Required task. Copy every row below word for word, without changing anything.

Task inputs.

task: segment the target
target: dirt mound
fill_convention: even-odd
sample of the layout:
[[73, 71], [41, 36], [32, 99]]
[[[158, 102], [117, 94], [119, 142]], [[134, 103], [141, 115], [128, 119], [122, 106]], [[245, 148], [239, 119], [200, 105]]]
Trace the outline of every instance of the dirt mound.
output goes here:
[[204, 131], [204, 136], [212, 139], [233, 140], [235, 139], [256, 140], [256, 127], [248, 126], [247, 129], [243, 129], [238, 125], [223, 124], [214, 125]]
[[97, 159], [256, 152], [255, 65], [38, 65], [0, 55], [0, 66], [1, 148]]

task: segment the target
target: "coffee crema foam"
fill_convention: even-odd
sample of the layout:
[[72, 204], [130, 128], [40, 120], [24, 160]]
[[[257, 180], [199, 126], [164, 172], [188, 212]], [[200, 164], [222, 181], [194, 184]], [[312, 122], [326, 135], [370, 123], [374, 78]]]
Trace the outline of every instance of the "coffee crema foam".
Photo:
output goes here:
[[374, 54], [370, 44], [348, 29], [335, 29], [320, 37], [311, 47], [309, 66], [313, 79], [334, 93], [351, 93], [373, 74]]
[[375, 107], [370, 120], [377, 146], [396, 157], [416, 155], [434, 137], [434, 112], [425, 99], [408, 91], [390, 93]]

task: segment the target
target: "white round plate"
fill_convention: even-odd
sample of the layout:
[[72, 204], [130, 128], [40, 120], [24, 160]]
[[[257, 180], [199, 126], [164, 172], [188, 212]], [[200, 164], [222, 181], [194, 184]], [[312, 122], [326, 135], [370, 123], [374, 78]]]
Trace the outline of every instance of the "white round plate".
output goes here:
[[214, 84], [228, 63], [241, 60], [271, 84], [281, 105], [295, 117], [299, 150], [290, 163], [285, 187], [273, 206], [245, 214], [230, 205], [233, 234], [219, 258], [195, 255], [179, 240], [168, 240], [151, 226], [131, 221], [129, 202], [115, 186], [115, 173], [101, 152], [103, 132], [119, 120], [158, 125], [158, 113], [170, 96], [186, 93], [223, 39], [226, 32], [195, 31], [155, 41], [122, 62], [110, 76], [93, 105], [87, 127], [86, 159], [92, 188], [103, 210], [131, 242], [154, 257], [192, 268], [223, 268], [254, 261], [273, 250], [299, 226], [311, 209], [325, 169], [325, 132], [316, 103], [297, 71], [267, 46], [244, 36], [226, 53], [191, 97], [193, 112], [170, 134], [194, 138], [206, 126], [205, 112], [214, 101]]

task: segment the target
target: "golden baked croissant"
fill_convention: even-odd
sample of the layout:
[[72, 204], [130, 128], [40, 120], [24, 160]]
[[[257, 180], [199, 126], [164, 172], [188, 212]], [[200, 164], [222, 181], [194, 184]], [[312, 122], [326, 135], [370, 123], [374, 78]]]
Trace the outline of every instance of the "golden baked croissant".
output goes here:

Right answer.
task: segment the target
target: dirt mound
fill_convention: even-odd
sample of the layout:
[[73, 71], [41, 36], [32, 99]]
[[[158, 102], [117, 94], [119, 142]], [[134, 103], [141, 115], [128, 119], [122, 106]], [[245, 148], [239, 119], [200, 105]]]
Trace the outline of every instance of the dirt mound.
output goes here:
[[204, 131], [204, 136], [212, 139], [233, 140], [235, 139], [256, 140], [256, 127], [248, 126], [247, 129], [243, 129], [238, 125], [223, 124], [214, 125]]
[[97, 159], [256, 152], [255, 65], [38, 65], [0, 55], [0, 66], [1, 148]]

task: segment the target
target: "coffee crema foam"
fill_convention: even-odd
sample of the layout:
[[72, 204], [130, 128], [40, 120], [24, 160]]
[[[257, 180], [199, 126], [164, 172], [188, 212]], [[200, 164], [222, 181], [194, 184]], [[312, 122], [326, 135], [370, 123], [374, 78]]]
Trace the outline of every instance of the "coffee crema foam".
Photo:
output goes here:
[[374, 54], [370, 44], [348, 29], [335, 29], [320, 37], [311, 47], [309, 66], [313, 79], [334, 93], [351, 93], [373, 74]]
[[375, 107], [370, 120], [377, 146], [396, 157], [416, 155], [434, 137], [434, 112], [425, 99], [408, 91], [390, 93]]

task: segment the target
target: "white round plate"
fill_convention: even-odd
sample of the layout:
[[72, 204], [130, 128], [40, 120], [24, 160]]
[[[257, 180], [199, 126], [164, 172], [188, 212]], [[200, 164], [222, 181], [194, 184]], [[312, 122], [326, 135], [370, 123], [374, 78]]]
Trace the outline of every instance of the "white round plate".
output goes here:
[[214, 84], [228, 63], [241, 60], [271, 84], [281, 105], [295, 117], [299, 150], [290, 163], [285, 187], [273, 206], [245, 214], [230, 205], [233, 234], [219, 258], [195, 255], [179, 240], [168, 240], [151, 226], [131, 221], [129, 202], [115, 186], [115, 173], [101, 152], [103, 132], [119, 120], [158, 125], [158, 113], [170, 96], [186, 93], [223, 39], [226, 32], [195, 31], [155, 41], [122, 62], [110, 76], [93, 105], [87, 127], [86, 159], [92, 188], [103, 210], [131, 242], [154, 257], [192, 268], [223, 268], [254, 261], [273, 250], [299, 226], [311, 209], [325, 169], [325, 132], [316, 103], [297, 71], [267, 46], [244, 36], [226, 53], [191, 97], [193, 112], [170, 134], [194, 138], [206, 126], [205, 112], [214, 101]]

task: segment the target
target: "golden baked croissant"
fill_convention: even-odd
sample of the layout:
[[72, 204], [130, 128], [40, 120], [24, 160]]
[[[257, 180], [199, 126], [164, 172], [188, 212]], [[200, 164], [222, 181], [194, 184]], [[312, 122], [326, 135], [370, 123], [374, 78]]]
Trace the outline of every instance of the "golden baked croissant".
output goes here:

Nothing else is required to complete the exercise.